Material provided
━━━━━━━━━━━━━━━━

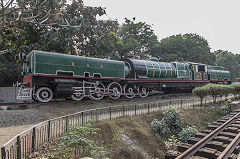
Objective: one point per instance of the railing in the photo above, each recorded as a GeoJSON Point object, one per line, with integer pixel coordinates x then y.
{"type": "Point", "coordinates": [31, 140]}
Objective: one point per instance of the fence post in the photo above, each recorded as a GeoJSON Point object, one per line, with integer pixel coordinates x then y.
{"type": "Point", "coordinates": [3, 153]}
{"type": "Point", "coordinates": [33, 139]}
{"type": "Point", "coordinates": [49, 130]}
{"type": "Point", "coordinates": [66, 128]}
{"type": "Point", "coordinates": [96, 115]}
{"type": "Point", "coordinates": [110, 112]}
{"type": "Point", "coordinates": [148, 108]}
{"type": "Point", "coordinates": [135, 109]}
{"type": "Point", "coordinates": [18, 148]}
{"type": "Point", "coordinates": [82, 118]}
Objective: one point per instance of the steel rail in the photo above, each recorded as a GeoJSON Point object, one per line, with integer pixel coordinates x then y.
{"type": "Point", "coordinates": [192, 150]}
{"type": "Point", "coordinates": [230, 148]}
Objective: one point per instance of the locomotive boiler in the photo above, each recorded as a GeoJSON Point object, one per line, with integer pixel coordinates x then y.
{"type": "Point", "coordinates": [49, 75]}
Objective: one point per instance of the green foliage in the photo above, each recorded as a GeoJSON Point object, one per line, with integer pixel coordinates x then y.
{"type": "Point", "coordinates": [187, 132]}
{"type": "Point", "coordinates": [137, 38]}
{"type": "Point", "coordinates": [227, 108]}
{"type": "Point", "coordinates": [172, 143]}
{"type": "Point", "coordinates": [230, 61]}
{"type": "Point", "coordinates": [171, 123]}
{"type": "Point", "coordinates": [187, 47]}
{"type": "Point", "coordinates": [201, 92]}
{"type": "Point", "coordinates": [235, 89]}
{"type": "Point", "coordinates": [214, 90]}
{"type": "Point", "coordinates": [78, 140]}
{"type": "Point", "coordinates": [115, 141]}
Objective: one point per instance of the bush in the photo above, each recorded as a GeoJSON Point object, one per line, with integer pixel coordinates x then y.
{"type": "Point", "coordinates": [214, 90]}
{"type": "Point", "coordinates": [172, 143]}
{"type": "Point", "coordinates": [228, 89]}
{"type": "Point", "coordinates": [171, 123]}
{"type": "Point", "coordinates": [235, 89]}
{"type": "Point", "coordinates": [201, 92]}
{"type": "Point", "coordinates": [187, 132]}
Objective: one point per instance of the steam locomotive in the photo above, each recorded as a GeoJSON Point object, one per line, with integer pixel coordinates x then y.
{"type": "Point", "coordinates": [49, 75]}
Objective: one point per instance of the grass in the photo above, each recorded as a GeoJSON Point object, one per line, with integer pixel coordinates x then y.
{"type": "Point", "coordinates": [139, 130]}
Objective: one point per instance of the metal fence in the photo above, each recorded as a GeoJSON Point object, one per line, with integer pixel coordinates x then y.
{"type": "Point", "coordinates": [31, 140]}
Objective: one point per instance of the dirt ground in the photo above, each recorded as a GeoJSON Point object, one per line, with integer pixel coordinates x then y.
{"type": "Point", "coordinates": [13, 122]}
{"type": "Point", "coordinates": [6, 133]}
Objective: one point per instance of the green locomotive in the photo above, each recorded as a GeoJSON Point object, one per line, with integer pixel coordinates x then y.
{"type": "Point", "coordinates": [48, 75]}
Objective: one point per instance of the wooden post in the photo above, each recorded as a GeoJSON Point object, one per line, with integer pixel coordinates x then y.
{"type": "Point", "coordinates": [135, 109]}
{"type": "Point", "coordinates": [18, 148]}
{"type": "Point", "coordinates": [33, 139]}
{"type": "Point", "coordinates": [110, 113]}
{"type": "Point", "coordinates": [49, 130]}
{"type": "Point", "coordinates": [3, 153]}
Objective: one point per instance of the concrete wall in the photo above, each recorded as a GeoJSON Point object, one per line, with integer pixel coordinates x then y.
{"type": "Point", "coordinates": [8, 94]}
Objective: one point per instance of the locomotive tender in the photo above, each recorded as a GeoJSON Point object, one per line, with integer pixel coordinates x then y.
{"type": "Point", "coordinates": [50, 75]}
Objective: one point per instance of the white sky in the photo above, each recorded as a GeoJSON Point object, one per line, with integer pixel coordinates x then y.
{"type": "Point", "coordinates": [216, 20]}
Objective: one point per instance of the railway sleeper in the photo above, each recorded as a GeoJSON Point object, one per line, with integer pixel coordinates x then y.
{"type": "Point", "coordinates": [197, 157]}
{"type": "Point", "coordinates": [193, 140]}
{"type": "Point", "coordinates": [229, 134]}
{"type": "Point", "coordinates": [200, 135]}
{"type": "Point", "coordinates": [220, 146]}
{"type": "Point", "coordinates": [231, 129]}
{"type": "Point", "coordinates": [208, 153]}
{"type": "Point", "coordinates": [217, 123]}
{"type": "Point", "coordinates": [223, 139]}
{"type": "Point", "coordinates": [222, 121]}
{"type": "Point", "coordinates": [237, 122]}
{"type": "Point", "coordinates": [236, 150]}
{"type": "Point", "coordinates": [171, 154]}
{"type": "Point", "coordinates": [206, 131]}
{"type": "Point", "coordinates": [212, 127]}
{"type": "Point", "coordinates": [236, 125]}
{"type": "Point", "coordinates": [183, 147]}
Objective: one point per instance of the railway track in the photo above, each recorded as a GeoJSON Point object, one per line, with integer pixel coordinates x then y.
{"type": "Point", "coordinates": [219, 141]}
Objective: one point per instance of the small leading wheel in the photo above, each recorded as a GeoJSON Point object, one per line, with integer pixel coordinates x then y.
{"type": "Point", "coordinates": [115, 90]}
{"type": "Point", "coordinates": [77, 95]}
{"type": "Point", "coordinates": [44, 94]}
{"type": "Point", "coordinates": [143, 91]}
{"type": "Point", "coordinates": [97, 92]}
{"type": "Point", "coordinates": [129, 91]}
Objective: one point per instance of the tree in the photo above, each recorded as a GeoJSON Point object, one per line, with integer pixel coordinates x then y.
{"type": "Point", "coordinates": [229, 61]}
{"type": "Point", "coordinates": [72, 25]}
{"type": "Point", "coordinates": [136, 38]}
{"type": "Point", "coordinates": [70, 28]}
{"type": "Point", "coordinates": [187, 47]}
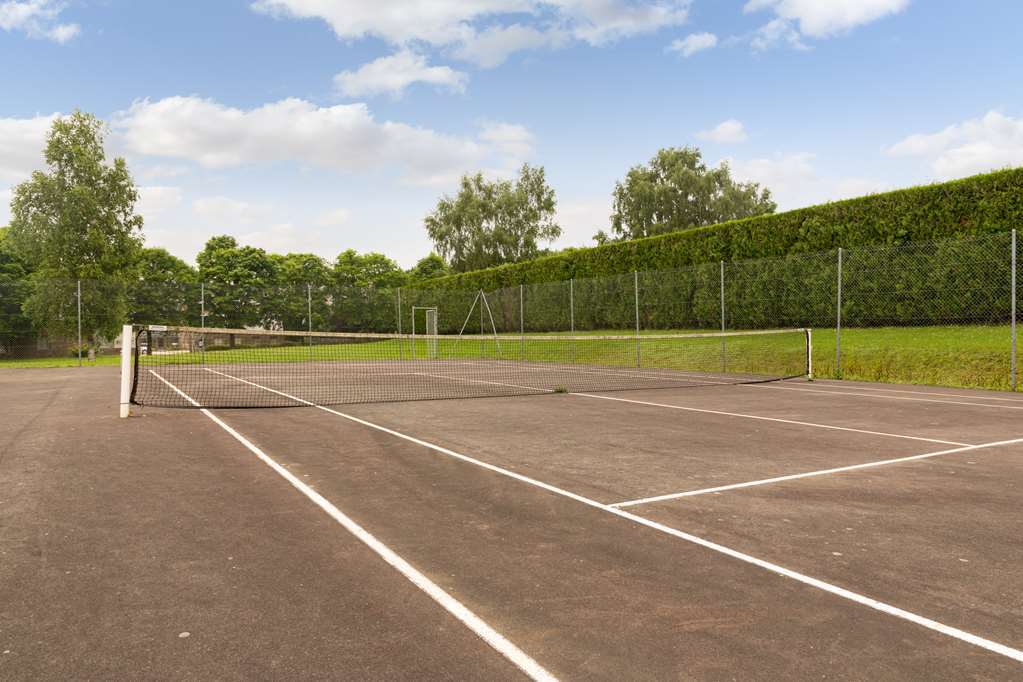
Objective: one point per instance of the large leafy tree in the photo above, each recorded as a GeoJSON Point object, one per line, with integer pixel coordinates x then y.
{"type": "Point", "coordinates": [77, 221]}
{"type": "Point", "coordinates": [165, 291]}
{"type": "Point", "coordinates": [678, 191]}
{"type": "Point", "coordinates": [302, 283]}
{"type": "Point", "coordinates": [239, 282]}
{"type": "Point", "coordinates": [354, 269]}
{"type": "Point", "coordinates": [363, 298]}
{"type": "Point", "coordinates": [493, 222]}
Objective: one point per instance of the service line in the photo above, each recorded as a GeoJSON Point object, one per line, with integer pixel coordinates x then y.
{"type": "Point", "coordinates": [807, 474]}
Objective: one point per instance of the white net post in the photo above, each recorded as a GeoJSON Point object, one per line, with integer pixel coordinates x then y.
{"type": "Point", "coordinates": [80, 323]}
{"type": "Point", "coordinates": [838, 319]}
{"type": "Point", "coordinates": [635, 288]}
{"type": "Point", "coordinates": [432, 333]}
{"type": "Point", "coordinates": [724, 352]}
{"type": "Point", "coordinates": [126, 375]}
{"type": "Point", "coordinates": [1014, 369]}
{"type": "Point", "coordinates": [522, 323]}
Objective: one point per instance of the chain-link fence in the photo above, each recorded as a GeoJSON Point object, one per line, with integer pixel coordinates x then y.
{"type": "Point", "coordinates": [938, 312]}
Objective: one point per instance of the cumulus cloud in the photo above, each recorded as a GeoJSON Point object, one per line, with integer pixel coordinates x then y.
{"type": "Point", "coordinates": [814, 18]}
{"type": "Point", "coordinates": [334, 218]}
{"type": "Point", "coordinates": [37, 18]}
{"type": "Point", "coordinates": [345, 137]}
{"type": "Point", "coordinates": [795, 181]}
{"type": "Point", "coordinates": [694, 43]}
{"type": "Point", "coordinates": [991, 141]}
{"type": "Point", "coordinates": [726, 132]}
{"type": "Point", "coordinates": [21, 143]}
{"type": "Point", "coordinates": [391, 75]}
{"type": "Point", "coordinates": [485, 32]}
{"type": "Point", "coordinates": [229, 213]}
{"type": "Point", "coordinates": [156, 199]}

━━━━━━━━━━━━━━━━

Work to do
Nothing outside the span should appear: transcribe the lines from the one containing "Objective: one point per instance of the service" through the last line of the records.

Response to the exercise
Objective: one point per instance of the service line in the photo above, each recorded as a GeoJSON Point object, one per line, with integer pixel coordinates x then y.
{"type": "Point", "coordinates": [807, 474]}
Objective: one point per instance of the white net post in the photo above, each recorded as a GeoJSON Point object, one per line, with integer pixel coordinates x then y.
{"type": "Point", "coordinates": [80, 323]}
{"type": "Point", "coordinates": [838, 319]}
{"type": "Point", "coordinates": [635, 288]}
{"type": "Point", "coordinates": [432, 333]}
{"type": "Point", "coordinates": [724, 352]}
{"type": "Point", "coordinates": [126, 375]}
{"type": "Point", "coordinates": [1014, 369]}
{"type": "Point", "coordinates": [522, 323]}
Objective: one point per instance of the chain-link fence in the photo above, each recorded as a GeoJSON Point object, one per line, with integer pixel coordinates x then y.
{"type": "Point", "coordinates": [938, 312]}
Objective: one point per instance of the cumulus cloud in the photo above, each recorded as a GeoJSON Point object, one per line, with integer pixel coordinates x then y.
{"type": "Point", "coordinates": [814, 18]}
{"type": "Point", "coordinates": [334, 218]}
{"type": "Point", "coordinates": [37, 18]}
{"type": "Point", "coordinates": [345, 137]}
{"type": "Point", "coordinates": [795, 181]}
{"type": "Point", "coordinates": [694, 43]}
{"type": "Point", "coordinates": [991, 141]}
{"type": "Point", "coordinates": [726, 132]}
{"type": "Point", "coordinates": [21, 143]}
{"type": "Point", "coordinates": [391, 75]}
{"type": "Point", "coordinates": [485, 32]}
{"type": "Point", "coordinates": [229, 213]}
{"type": "Point", "coordinates": [156, 199]}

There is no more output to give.